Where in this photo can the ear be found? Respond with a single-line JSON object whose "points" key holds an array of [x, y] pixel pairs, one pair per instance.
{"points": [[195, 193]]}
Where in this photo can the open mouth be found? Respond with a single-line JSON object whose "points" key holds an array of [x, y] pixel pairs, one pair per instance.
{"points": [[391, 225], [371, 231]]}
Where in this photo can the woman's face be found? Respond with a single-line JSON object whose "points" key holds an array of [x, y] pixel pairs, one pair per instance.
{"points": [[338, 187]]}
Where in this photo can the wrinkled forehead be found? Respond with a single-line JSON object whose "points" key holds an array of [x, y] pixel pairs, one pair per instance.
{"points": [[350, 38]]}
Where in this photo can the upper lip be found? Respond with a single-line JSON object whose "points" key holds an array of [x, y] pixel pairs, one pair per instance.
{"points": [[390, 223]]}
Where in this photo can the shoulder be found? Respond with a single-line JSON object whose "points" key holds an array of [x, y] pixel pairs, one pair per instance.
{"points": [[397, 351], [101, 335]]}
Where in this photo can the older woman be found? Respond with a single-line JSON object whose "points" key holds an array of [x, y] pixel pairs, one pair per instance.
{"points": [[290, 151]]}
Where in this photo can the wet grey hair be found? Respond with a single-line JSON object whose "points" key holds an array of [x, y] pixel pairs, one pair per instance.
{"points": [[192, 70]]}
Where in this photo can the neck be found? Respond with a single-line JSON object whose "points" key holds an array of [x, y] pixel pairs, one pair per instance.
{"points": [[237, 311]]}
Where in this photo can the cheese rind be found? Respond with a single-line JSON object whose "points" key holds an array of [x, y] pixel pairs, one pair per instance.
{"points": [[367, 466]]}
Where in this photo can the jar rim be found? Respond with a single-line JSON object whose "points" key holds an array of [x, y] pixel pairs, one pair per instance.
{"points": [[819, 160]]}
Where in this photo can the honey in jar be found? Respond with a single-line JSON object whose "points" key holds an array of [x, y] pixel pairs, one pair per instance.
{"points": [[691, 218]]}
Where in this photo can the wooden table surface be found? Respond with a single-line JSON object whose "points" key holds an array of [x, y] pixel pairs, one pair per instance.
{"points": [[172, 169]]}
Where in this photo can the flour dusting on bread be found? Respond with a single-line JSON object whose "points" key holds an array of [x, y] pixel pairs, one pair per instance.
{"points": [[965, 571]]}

Short problem: Please extract exactly, and only, the lines from the line containing "Where in this photo can the jar" through the last line of the records.

Exercise answer:
Where in this photo can the jar rim be found? Respond with a single-line JSON object whose "points" key holds an array of [x, y] pixel pairs, one pair per instance.
{"points": [[819, 160]]}
Where in this photo can the honey in jar be found? Respond with a single-line JSON object whose "points" key holds an array of [x, y] pixel pairs, one pair per instance.
{"points": [[691, 218]]}
Where in this photo can the wooden table surface be found? Respond with a single-line JSON object whose "points" key holds an array of [x, y] pixel pairs, one pair per instance.
{"points": [[172, 169]]}
Where in this photo can the flour dusting on bread be found? Respond with a single-line JSON object whose "points" key holds an array of [x, y] pixel pairs, one pair per instance.
{"points": [[965, 571]]}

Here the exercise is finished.